**EXTRACT PROVIDED**
Data Cloud — not an acquisition, of course — was built natively on that platform. It was the first product built on Hyperforce, Salesforce’s new cloud infrastructure architecture. “Since Data Cloud was on what we now call the Einstein 1 platform from Day One, it has always natively connected to, and been able to read anything in Sales Cloud, Service Cloud [and so on]. On top of that, we can now bring in, not only structured but unstructured data.”

That’s a significant progression from the position, several years ago, when Salesforce had stitched together a platform around various acquisitions (ExactTarget, for example) that didn’t necessarily talk to each other.

“At times, what we would do is have a kind of behind-the-scenes flow where data from one product could be moved into another product,” said Jania, “but in many of those cases the data would then be in both, whereas now the data is in Data Cloud. Tableau will run natively off Data Cloud; Commerce Cloud, Service Cloud, Marketing Cloud — they’re all going to the same operational customer profile.” They’re not copying the data from Data Cloud, Jania confirmed.

[Stored items]
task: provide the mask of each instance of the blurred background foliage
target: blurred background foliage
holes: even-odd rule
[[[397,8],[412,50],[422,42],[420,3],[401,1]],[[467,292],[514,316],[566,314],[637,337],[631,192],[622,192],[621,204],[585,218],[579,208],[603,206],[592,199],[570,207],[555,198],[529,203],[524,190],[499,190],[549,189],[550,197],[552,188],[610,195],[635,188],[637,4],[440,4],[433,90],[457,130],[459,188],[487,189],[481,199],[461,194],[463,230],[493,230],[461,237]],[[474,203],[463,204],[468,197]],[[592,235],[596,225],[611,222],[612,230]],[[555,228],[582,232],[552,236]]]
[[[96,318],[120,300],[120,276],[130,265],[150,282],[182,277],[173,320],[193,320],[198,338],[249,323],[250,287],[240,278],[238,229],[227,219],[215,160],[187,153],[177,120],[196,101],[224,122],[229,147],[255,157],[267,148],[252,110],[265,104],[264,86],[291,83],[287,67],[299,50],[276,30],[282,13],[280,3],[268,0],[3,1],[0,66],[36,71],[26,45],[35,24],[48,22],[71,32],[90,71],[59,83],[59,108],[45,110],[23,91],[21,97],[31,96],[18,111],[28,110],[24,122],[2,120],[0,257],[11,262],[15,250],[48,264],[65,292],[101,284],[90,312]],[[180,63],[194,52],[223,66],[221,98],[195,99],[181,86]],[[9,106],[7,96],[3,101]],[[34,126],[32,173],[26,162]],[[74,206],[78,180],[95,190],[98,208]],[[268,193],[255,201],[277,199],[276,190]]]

==

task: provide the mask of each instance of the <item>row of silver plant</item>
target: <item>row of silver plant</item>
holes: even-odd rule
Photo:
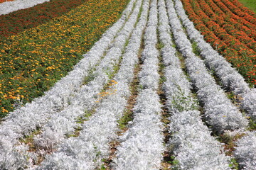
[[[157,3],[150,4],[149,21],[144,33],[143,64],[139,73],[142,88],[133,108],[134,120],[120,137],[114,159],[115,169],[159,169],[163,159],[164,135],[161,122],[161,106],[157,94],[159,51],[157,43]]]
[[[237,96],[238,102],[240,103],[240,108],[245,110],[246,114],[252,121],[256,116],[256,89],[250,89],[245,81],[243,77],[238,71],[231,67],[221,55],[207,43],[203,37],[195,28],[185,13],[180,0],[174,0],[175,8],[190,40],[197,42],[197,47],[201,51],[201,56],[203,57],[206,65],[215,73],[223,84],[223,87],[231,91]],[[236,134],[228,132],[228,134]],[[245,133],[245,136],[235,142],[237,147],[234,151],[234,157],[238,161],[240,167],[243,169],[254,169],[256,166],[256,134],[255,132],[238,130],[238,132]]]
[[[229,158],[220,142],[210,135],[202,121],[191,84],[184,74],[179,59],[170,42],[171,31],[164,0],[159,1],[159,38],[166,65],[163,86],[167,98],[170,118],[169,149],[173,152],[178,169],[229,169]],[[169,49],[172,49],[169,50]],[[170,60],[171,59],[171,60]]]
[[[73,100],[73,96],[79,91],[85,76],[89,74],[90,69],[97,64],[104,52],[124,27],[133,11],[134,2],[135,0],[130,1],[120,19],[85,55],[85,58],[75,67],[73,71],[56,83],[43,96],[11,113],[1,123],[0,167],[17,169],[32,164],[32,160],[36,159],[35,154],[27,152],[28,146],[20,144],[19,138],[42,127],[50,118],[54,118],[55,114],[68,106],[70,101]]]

**THE TASK**
Can you update the Data Cloud passage, starting at "Data Cloud —" and ending at "to each other.", so that "ExactTarget" reads "MuleSoft"?

**WRITTEN ANSWER**
Data Cloud — not an acquisition, of course — was built natively on that platform. It was the first product built on Hyperforce, Salesforce’s new cloud infrastructure architecture. “Since Data Cloud was on what we now call the Einstein 1 platform from Day One, it has always natively connected to, and been able to read anything in Sales Cloud, Service Cloud [and so on]. On top of that, we can now bring in, not only structured but unstructured data.”

That’s a significant progression from the position, several years ago, when Salesforce had stitched together a platform around various acquisitions (MuleSoft, for example) that didn’t necessarily talk to each other.